** Start **

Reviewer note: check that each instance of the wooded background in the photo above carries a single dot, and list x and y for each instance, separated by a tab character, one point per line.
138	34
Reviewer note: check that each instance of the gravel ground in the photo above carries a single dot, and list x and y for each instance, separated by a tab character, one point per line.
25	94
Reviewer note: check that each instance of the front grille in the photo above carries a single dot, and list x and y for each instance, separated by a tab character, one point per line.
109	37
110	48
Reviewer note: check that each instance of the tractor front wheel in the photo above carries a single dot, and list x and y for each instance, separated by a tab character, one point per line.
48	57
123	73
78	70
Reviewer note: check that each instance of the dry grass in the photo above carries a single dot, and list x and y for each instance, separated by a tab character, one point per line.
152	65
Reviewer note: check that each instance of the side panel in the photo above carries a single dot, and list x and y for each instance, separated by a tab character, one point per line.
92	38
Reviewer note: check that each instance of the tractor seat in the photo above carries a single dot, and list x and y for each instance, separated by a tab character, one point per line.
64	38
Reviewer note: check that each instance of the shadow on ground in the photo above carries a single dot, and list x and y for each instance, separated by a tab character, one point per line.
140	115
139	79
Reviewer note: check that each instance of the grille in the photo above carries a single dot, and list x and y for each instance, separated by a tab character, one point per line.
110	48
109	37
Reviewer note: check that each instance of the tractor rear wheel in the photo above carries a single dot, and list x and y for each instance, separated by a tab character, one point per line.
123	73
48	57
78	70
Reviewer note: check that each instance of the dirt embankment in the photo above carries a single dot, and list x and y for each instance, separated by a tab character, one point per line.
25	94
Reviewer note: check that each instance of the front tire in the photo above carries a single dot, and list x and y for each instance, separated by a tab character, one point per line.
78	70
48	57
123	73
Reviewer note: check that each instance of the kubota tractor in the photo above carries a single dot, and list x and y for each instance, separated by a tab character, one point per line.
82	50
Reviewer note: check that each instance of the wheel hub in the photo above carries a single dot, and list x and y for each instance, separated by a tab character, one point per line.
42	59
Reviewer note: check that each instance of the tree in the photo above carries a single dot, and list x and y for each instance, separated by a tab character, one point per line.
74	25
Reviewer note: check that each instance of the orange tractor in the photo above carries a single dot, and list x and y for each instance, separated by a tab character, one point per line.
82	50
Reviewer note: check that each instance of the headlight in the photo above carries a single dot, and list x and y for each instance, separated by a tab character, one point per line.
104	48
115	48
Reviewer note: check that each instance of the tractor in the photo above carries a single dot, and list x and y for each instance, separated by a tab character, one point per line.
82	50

** End **

● What is required:
Reproduce verbatim the part of the rows that opens with the line containing "Reviewer note: check that each instance of the tree" and closes with the final row, including both of these lines.

● Answer to the problem:
Reviewer note: check that each instance of the tree in the photo above carries a single dot, and list x and y for each instance, separated by a tab character, one point per line.
74	25
Reviewer note: check that each instance of the orange tractor in the photo above carries a single dot, and list x and y for each instance, separated by a tab character, one point per line.
82	50
Reviewer note: check that each instance of the headlight in the photo above carries a single dot, and list x and y for each instance, separated by a tab character, one point per line.
104	48
115	48
Reviewer note: check that each instance of the tractor in the photo above carries a single dot, and list x and y for each instance, separated by a tab character, one point per line.
82	50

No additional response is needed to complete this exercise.